**Brief**: Reproduce every line below in full, requests included, and scale each coordinate in the answers by 1.25, rounding each result to the nearest whole number with halves rounded up.

**Records for this exercise**:
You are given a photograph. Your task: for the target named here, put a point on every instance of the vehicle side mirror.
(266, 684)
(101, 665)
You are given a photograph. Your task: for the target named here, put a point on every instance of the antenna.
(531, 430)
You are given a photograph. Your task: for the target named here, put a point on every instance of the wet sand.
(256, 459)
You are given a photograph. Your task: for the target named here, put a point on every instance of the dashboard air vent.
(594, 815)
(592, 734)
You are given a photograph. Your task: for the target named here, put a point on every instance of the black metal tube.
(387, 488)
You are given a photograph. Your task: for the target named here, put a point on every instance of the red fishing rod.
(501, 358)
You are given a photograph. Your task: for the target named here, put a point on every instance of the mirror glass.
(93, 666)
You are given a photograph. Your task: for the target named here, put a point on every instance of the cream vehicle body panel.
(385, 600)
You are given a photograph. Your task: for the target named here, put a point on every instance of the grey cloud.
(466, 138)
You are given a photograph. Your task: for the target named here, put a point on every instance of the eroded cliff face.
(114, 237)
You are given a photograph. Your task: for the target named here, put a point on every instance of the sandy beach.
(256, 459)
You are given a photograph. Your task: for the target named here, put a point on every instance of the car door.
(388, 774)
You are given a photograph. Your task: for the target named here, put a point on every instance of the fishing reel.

**Written answer**:
You are given a photograph. Your task: for the target named here, put a point on every instance of the vehicle side mirror.
(333, 855)
(126, 831)
You are given a photograph. Your task: for the target named here, put a point on every instance of the antenna.
(664, 538)
You are given a photograph. Your task: for the target named here, put a point on every instance of the wet sand.
(320, 574)
You are given a photograph. Your task: for the target named here, put a point on every instance of the dashboard air vent.
(743, 1019)
(740, 918)
You are given a photograph. Your task: for the target named here, put a point on every instance of the black metal tube.
(484, 610)
You are given a photograph. Your task: for the target named here, put a point on every instance of the red fishing rod.
(626, 448)
You are given a photograph. Your task: for the target named here, put a point on every instance of the mirror glass.
(116, 833)
You are given a photograph. Your task: for the target named here, put a point on every instance of the cream vehicle body panel.
(481, 750)
You are given a photograph. Your task: for the target named here, put a point on every instance of the grey cloud.
(583, 173)
You are given a photograph. Your task: for the target named here, put a point on every instance of the eroded cliff face.
(143, 296)
You are given a photograph. Your task: for the target named here, put a point on every instance of the sandy beach.
(320, 574)
You are given a photograph. Your task: for the target named here, put a point on every instance of the car door.
(485, 968)
You are given a photograph. Your task: for the target named here, put a point on every instance of the fishing reel.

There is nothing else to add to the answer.